EXCERPT TO READ »
* start *
[v2] drm/i915: Also perform gpu reset under execlist mode.

Submitted by Wang, Zhi A on July 6, 2015, 4:04 p.m.

Details

Message ID 559AA6FA.2050405@intel.com
State New
Headers show

Not browsing as part of any series.

Commit Message

Wang, Zhi A July 6, 2015, 4:04 p.m.
Hi Chris and Mika:
     Thanks for the comments. I think that reset HW on module unload is 
an good idea. For now I think we should choose a proper position in the 
module unload sequence to reset HW. As GPU reset is render engine reset 
plus ring imrs(They will become to alll F after full GPU reset), I think 
a proper position should be after render and interrupt shutdown path.

How about this place?

base object refcount
                  * will be 2 (+1 from object creation and +1 from 
do_switch()).
* end *
DATASET ENTRIES »
* start *
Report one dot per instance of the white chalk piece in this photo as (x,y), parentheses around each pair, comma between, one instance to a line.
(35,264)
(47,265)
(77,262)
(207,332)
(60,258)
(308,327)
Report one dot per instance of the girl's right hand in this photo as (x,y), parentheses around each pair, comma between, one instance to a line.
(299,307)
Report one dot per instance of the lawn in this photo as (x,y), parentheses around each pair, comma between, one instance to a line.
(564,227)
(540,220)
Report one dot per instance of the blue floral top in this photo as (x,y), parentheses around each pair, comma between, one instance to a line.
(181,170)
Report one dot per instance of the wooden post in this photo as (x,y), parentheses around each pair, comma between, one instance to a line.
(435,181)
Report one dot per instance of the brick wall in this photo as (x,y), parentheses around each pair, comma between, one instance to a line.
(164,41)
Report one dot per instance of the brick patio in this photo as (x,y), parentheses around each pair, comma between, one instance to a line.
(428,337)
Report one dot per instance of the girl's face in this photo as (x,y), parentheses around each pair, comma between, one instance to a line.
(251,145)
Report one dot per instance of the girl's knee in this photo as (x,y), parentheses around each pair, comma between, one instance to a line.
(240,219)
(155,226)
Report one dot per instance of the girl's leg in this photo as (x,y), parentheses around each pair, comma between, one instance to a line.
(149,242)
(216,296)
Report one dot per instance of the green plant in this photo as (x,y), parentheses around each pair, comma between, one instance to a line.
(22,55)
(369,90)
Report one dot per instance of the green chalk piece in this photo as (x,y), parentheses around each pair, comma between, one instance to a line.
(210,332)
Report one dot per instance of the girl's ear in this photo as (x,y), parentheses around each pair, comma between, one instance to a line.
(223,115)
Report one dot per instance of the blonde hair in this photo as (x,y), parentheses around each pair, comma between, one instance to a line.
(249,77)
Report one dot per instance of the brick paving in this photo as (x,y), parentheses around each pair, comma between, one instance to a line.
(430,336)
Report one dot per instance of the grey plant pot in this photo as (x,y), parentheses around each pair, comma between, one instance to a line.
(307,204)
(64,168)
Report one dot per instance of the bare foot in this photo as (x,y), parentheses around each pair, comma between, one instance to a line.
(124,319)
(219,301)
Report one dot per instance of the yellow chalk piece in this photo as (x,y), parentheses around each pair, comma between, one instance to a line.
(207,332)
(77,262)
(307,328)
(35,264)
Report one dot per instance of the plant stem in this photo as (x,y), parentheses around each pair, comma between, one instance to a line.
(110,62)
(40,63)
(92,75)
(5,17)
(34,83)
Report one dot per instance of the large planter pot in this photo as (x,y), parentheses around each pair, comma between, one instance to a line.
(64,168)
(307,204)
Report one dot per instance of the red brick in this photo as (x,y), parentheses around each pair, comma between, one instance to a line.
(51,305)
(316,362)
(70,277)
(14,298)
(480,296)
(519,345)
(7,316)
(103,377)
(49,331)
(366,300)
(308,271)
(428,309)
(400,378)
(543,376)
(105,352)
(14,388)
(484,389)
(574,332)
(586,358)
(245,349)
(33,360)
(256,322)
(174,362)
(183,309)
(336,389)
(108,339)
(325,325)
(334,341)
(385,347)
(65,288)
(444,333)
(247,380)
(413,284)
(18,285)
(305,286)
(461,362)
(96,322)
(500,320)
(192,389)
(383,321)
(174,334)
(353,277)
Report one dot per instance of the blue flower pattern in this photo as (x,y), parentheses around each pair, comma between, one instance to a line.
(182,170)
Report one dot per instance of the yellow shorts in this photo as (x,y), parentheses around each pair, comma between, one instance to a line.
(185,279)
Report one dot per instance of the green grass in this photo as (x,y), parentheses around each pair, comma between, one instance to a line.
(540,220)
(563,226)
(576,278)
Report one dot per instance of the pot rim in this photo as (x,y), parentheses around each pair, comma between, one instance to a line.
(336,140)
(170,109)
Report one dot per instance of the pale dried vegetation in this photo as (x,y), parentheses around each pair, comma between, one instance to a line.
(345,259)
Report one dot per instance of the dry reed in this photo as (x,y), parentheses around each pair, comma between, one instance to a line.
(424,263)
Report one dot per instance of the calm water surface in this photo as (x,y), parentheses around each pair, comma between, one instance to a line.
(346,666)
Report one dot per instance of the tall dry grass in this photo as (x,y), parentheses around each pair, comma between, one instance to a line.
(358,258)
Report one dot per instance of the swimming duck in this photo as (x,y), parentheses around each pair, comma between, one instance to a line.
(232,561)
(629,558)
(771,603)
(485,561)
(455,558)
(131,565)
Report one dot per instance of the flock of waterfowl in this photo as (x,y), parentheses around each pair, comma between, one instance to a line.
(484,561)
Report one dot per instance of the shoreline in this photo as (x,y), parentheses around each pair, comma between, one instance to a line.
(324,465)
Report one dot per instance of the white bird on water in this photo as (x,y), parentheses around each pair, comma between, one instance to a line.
* end *
EXERCISES »
1. From the GPU reset patch message, copy out the stretch from "[v2] drm/i915: Also" through "of any series.".
2. Name every person mentioned in the GPU reset patch message.
3. Write what comes next in the GPU reset patch message, picking up after its final line.

PER-TASK ANSWERS »
1.
[v2] drm/i915: Also perform gpu reset under execlist mode.

Submitted by Wang, Zhi A on July 6, 2015, 4:04 p.m.

Details

Message ID 559AA6FA.2050405@intel.com
State New
Headers show

Not browsing as part of any series.

2. Wang, Zhi A; Chris; Mika

3.
                  * i915_gem_context_fini() will be called after 
gpu_idle() has switched


于 07/03/15 18:52, Mika Kuoppala 写道:
> Chris Wilson <chris@chris-wilson.co.uk> writes:
>
>> On Sat, Jul 04, 2015 at 12:27:34AM +0800, bing.niu@intel.com wrote:
>>> From: "Niu,Bing" <bing.niu@intel.com>
>>>
>>> It is found that i915 will not reset gpu under execlist mode when
>>> unload module. that will lead to some issues when unload/load module
>>> with different submission mode. e.g. from execlist mode to ring
>>> buffer mode via loading/unloading i915. Because HW is not in a reset
>>> state and registers are not clean under such condition.
>>>
>>> Signed-off-by: Niu,Bing <bing.niu@intel.com>
>> Reviewed-by: Chris Wilson <chris@chris-wilson.co.uk>
>>
>> I think we may end up doing the reset unconditionally in
>> i915_driver_unload() because this argument holds for almost everything
>> we setup. It's a bigger risk because of doing the gpu-reset on more
>> machines, but module-unloading is a "developer feature"!
>
> And after that has been sorted, we should try reset on module load.
>
> This way initial state would be identical to after reset/unload state.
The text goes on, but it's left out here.